SOURCE EXTRACT:
--- START ---

So, which sectors are showing signs of growth? Human services and education both grew significantly over last year, with human services making up 14% (up from 6%) of total sector giving and education also at 14% (up from 11%). 

These mark an evolution in giving habits from individuals following the pandemic. A study from Fidelity Charitable found that donors increased grant recommendations for charities like food banks, homeless shelters, and youth programs in 2022, and nearly 80% of donors supported local nonprofits. 

More bright news: giving to education reached its all time high in 2023. This sector’s growth is also in line with the trend of philanthropic contributions from DAFs – education received the highest percentage of DAF grant dollars among all sectors. 

The era of mega-gifts is here – and orgs need to renew focus on the everyday donor

With big names like Mackenzie Scott, Phil Knight and Michael Bloomberg making headlines about billion-dollar gifts, these “mega-gifts” made up just 5% of all individual giving (still the largest share of dollars). In 2023, this category of donation – typically categorized as gifts of $500 million or more – accounted for $8 billion dollars and came from just five sources. 

These mega-gifts are also largely being made through foundations, though, nodding to the previously mentioned increase in giving by foundations. The concerning takeaway is the growing reliance on fewer, higher net worth donors instead of a larger base of everyday donors. 

Another trend of note is that these high-net-worth donors are more inclined to give toward causes tackling systemic issues, whereas everyday donors are more focused on immediate and urgent issues. 

What’s ahead of philanthropy

While giving trends and inflation paint a mixed picture for fundraising organizations, the data can be used to make reliable predictions about what’s to come in 2025 and beyond. 

AI’s role will continue to grow

As individual donors remain the major source of giving, organizations must lean into the transformative potential of AI to reach donors more strategically and more personally. Fundraisers have the most data and research available about donors than ever before. They should look to implementing AI within their tech stack to more efficiently manage large portfolios, connect authentically with donors at the right time, and scale the overall engagement experience. 

Reducing friction in the giving experience

Donors today expect a seamless giving experience, and it’s up to organizations to deliver frictionless methods to give through preferred methods. Fundraising technology that makes online donations easier and accepts a wide variety of payment methods including DAFs and offers matching gifts will make giving frictionless for donors. 

Technology providers like Gravyty who provides digital fundraising, AI portfolio management and omnichannel engagement technology as well as Chariot (a provider of DAF payment technology) and FreeWill (a platform that lets nonprofits accept legacy gifts) will play a key role in organizations offering frictionless giving experiences. 

Staff turnover impacts donor retention

Fundraising is inherently personal. How and why people choose to give is based on their life experiences, motivations, and connection to the organization – not to mention, those who they form relationships with inside of those organizations. So with fundraiser retention facing a crisis, organizations run the risk of losing donors if they lose a gift officer who has spent time developing these personal relationships. 

Leaders can tackle these issues head on by mitigating the turnover to begin with, but also putting processes and tools in place to provide donors with a consistent experience and holistic relationship with the organization.

A new era of giving

Despite economic uncertainties and inflationary pressures, philanthropy remained resilient in 2023. With notable increases in giving to human services and education and the shifts in giving through channels like donor advised funds and foundations, fundraising organizations have a lot of bright opportunities ahead to reach more donors and fuel their cause. The report underscores the growing importance of technology in delivering seamless giving experiences and mitigating staff turnover.

--- END ---

PROBLEM TO WORK ON:
Print the stretch of the philanthropy article from "Staff turnover impacts" through "with the organization.", word for word.

DATA EXCERPTS:
--- START ---

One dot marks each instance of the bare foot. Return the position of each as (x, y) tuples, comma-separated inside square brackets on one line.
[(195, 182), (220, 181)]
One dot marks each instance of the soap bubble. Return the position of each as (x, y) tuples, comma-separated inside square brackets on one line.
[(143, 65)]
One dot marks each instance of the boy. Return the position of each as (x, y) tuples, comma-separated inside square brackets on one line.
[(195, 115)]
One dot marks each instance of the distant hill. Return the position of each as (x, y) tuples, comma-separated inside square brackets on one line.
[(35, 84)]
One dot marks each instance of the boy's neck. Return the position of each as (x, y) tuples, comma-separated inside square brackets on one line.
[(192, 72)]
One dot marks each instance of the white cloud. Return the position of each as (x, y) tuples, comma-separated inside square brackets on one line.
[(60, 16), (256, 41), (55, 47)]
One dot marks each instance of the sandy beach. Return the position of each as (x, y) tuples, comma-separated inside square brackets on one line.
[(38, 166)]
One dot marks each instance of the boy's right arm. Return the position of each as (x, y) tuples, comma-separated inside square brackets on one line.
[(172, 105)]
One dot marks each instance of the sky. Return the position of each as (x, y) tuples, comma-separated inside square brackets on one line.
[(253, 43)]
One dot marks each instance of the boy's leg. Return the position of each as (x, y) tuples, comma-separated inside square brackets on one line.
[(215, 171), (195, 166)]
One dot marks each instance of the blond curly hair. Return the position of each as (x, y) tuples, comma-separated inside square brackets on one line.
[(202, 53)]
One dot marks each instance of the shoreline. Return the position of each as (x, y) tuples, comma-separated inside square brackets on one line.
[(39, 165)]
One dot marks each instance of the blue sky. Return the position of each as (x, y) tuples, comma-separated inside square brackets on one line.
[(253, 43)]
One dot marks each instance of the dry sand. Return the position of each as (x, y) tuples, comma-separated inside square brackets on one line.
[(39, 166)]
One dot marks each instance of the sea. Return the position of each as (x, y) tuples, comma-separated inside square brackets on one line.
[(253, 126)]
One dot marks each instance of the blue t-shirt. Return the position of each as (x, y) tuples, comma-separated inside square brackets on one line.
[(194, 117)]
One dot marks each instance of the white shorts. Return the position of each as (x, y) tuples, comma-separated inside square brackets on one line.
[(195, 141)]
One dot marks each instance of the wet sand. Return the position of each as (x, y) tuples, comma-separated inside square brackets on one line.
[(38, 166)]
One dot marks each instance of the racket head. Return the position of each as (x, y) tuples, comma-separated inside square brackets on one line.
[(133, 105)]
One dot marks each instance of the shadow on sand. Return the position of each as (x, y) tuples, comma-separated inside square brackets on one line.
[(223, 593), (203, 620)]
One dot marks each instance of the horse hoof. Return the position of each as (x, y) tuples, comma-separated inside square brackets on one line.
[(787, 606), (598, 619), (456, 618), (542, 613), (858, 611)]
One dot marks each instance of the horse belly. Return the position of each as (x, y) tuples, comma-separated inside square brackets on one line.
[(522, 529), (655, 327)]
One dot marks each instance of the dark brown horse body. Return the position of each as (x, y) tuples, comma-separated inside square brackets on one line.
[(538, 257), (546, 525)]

--- END ---

PROBLEM SOLUTION:
Staff turnover impacts donor retention

Fundraising is inherently personal. How and why people choose to give is based on their life experiences, motivations, and connection to the organization – not to mention, those who they form relationships with inside of those organizations. So with fundraiser retention facing a crisis, organizations run the risk of losing donors if they lose a gift officer who has spent time developing these personal relationships. 

Leaders can tackle these issues head on by mitigating the turnover to begin with, but also putting processes and tools in place to provide donors with a consistent experience and holistic relationship with the organization.